Kondisi tersebut menunjukkan kualitas pendidikan dinegara kita masih sangat jauh dari kondisi ideal. Sehingga tidak aneh jika negara kita termasuk peringkat terendah dalam kualitas pendidikan. Pendidikan karakter yang dicanangkan oleh pemerintah ternyata tak mampu membentuk generasi bangsa menjadi generasi yang berkarakter baik. Hal ini menjadi tantangan tersendiri bagi negara, khususnya guru dalam meningkatkan kualitas pendidikan dan menjawab segala tantangan global. Khususnya di era revolusi industri 4.0 (RI 4.0) saat ini, dimana cendrung peran manusia tergantikan oleh mesin.
Tantangan zaman saat ini menjadikan peran guru dituntut mampu memenuhi segala kompetensinya. Zaman yang menjadikan teknologi canggih menjadi bagian dari kebutuhan pokok, ternyata memberikan banyak dampak pada perilaku generasi. Pilihan untuk menjadi LGBT, hubungan tanpa ikatan pernikahan, perilaku bebas serta orientasi pada karir dan masa depan yang lebih tinggi tumbuh menjadi gaya hidup. Menurut M. Yani, Deputi Keluarga Sejahtera dan Pembangunan Keluarga BKKBN, bahwa perilaku generasi saat ini tidak terlepas dari berbagai media digital dan produk budaya populer yang mempengaruhi gaya hidup remaja Indonesia (m.tribunnews.com).
Sehingga generasi saat ini sangat membutuhkan kepahlawanan guru-guru mereka. Guru merupakan sosok yang menjadi tempat mengadu bagi para remaja disaat mereka menghadapi berbagai persoalan. Tempat mereka membahas persoalan yang mereka hadapi untuk mendapatkan pembelajaran dan pendidikan yang membuat mereka mampu menyelesaikan persoalan dengan cara terbaik. Karena guru adalah sosok yang tampil sebagai model ideal bagi suatu generasi. Guru adalah pelaksana riil dari sebuah sistem pendidikan, yang memberi pengaruh langsung dalam mendidik, membimbing dan mengajar generasi bangsa.
Namun sayangnya, di zaman sekarang guru seperti makan buah simalakama. Bagaimana tidak, jangankan membantu menyelesaikan persoalan generasi, justru guru sedang sibuk menghadapi persoalan mereka yang tak sedikit. Tuntutan kerja terhadap guru yang tak jarang membuat mereka stress, berbagai tugas administrasi yang juga harus mereka kerjakan selain tugas pokok melakukan pendidikan dan pengajaran terhadap generasi bangsa.

================

_TUGAS_. Dalam kutipan tentang tantangan guru di era revolusi industri 4.0, menurut M. Yani, perilaku generasi saat ini tidak terlepas dari apa?

================

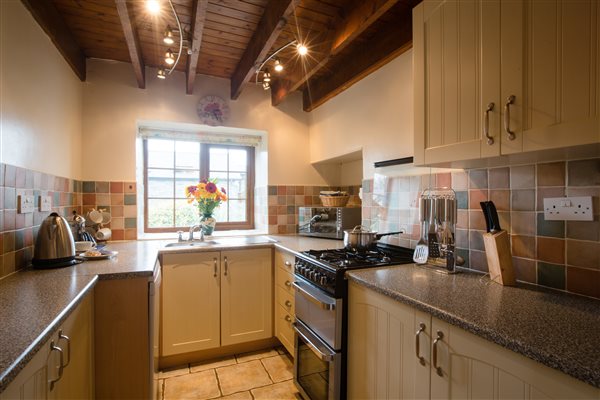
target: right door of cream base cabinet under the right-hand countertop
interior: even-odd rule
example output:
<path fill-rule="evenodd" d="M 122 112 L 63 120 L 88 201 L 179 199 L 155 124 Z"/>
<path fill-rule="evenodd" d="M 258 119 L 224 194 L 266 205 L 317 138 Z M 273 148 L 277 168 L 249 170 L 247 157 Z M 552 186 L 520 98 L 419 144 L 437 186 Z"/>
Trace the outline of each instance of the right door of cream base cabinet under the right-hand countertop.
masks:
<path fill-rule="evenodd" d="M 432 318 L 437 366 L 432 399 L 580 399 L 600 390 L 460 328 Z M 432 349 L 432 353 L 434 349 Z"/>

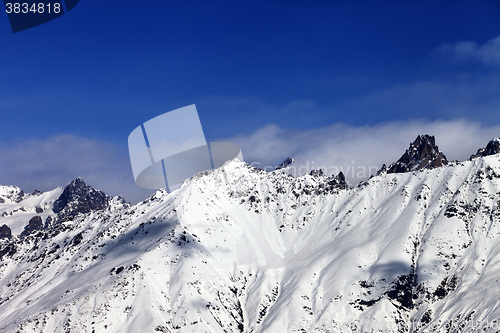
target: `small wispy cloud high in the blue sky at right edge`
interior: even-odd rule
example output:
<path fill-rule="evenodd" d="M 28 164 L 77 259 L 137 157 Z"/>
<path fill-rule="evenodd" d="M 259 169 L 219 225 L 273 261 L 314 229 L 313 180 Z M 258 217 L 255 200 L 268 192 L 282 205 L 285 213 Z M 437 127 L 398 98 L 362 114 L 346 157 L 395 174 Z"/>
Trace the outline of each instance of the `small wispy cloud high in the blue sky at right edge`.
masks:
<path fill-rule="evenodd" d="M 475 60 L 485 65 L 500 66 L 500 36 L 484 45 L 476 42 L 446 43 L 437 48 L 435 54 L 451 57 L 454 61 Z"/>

================

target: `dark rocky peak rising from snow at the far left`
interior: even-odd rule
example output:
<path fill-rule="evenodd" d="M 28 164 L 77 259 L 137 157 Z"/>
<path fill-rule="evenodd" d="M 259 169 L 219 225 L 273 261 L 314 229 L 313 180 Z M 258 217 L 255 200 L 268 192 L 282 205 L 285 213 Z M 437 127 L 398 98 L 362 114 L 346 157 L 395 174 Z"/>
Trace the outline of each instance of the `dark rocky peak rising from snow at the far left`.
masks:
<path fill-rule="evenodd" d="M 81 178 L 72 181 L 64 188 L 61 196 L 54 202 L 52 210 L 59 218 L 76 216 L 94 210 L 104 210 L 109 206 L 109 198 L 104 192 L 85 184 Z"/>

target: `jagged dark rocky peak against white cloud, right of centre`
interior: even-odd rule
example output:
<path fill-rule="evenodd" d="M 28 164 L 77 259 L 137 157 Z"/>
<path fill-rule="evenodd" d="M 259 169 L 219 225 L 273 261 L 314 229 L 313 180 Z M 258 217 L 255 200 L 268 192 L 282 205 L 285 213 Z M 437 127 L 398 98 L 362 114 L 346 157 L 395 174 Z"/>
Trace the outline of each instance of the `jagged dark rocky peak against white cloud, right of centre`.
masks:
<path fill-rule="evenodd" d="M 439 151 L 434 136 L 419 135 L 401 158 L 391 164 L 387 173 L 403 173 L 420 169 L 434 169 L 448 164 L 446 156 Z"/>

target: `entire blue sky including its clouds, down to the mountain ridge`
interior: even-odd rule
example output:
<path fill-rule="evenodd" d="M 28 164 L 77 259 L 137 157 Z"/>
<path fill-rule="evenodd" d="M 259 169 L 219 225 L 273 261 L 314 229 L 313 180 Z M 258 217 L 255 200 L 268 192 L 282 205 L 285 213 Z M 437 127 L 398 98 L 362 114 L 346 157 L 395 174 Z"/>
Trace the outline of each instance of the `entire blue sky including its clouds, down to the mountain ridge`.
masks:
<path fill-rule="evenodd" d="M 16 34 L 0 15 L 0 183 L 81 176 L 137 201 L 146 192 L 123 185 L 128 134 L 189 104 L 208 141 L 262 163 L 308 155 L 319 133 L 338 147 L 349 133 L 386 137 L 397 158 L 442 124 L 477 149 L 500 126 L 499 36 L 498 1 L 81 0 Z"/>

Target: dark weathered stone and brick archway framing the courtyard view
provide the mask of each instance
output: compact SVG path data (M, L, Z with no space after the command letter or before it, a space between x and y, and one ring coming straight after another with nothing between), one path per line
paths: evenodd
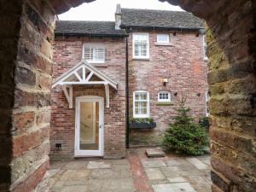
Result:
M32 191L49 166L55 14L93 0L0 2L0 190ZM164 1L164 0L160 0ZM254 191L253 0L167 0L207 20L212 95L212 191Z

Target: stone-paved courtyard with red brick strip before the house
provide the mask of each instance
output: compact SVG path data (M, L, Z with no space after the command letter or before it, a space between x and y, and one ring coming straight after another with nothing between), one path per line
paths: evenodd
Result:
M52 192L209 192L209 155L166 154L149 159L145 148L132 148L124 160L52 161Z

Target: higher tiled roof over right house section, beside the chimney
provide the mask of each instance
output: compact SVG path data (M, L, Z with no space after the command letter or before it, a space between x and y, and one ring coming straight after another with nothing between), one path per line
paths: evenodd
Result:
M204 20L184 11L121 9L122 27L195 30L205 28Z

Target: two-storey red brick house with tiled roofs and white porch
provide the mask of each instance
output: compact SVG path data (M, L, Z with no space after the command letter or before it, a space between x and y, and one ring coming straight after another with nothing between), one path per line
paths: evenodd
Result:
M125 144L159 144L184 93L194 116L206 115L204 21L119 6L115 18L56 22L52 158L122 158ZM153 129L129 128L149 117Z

================

_JAWABAN_. Berbagai media digital dan produk budaya populer yang mempengaruhi gaya hidup remaja Indonesia.